## MATERIAL FOR THIS TASK:
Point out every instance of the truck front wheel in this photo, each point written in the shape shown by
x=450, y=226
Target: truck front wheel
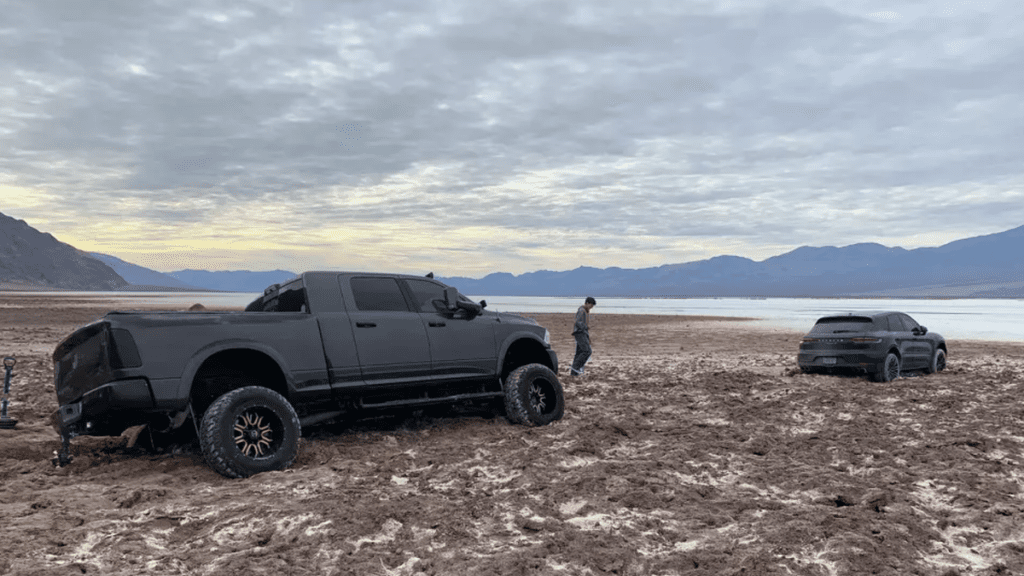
x=534, y=396
x=250, y=430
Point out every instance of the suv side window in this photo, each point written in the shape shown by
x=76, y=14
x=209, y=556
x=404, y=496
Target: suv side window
x=424, y=294
x=378, y=294
x=896, y=324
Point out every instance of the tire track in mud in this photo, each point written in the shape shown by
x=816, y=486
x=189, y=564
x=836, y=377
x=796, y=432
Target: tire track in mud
x=680, y=453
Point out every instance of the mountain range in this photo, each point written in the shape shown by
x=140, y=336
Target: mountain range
x=981, y=266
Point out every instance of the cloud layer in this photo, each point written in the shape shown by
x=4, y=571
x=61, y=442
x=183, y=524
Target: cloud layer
x=471, y=137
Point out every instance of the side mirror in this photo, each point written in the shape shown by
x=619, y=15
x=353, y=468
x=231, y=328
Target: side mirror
x=451, y=298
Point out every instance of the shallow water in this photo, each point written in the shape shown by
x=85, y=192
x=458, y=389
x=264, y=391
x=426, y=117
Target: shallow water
x=989, y=319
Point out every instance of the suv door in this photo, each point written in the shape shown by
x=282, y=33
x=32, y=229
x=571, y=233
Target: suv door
x=920, y=346
x=903, y=339
x=390, y=338
x=462, y=345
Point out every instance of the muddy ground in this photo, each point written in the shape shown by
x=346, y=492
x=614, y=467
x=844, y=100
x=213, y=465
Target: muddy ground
x=692, y=446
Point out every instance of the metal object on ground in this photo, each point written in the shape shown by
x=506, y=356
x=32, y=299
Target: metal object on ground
x=6, y=422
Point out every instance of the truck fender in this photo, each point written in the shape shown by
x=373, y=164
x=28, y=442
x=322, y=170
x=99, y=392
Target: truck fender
x=511, y=339
x=204, y=354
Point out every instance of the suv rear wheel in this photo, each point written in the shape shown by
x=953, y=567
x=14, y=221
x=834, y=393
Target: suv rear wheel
x=534, y=396
x=890, y=369
x=250, y=430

## INSTRUCTIONS FOR THE TASK:
Update all of the rows above by replacing every "Target" with "Label" and leaving everything else unchanged. Omit the pictures.

## SOLVED EXERCISE:
Point out every instance of the truck front wheel in this photo, each point written in the shape shown by
x=450, y=226
Label: truck front wheel
x=534, y=396
x=250, y=430
Point out every instance of the suv side window in this photo, each point written in the shape shown by
x=76, y=14
x=209, y=556
x=404, y=496
Label: suv side window
x=424, y=294
x=378, y=294
x=896, y=324
Point out every instance of the tire track in mud in this photo, each point written in the shape shown by
x=816, y=486
x=189, y=564
x=836, y=377
x=796, y=432
Label: tire track in mud
x=680, y=453
Point out every instance of the mountain range in this photo, each point written in the shape shown by
x=140, y=336
Label: mountain range
x=981, y=266
Point out every instance of the cloud layer in this photo, each point written in the shape shown by
x=4, y=571
x=61, y=442
x=183, y=524
Label: cloud layer
x=471, y=137
Point out every instance of the side mirror in this photo, each point written in the shape shown by
x=619, y=15
x=353, y=468
x=231, y=328
Label: side mirror
x=451, y=298
Point out every instance of the shallow water in this photo, each point written in the shape shown by
x=85, y=192
x=458, y=389
x=264, y=391
x=426, y=117
Label: shallow water
x=989, y=319
Point out every instance of the suv door in this photo, each point written in the shape shown by
x=282, y=33
x=32, y=229
x=571, y=233
Label: suv door
x=920, y=346
x=903, y=339
x=390, y=338
x=462, y=345
Point out every instance of the muddy ground in this photo, each point written in the shape shown by
x=346, y=492
x=614, y=467
x=844, y=100
x=213, y=465
Label: muddy ground
x=692, y=446
Point out every instance of the metal object on ground in this photo, each point written in the shape shown by
x=506, y=356
x=32, y=299
Label: metal object on ground
x=6, y=422
Point out every instance of the truck fender in this photo, each point written in the shape shown by
x=373, y=164
x=28, y=442
x=322, y=170
x=99, y=392
Label: truck fender
x=511, y=339
x=204, y=354
Point out every instance of the suv rear wheel in this photo, each point written in the shape shown by
x=953, y=567
x=14, y=221
x=834, y=393
Label: suv rear wheel
x=534, y=396
x=890, y=369
x=250, y=430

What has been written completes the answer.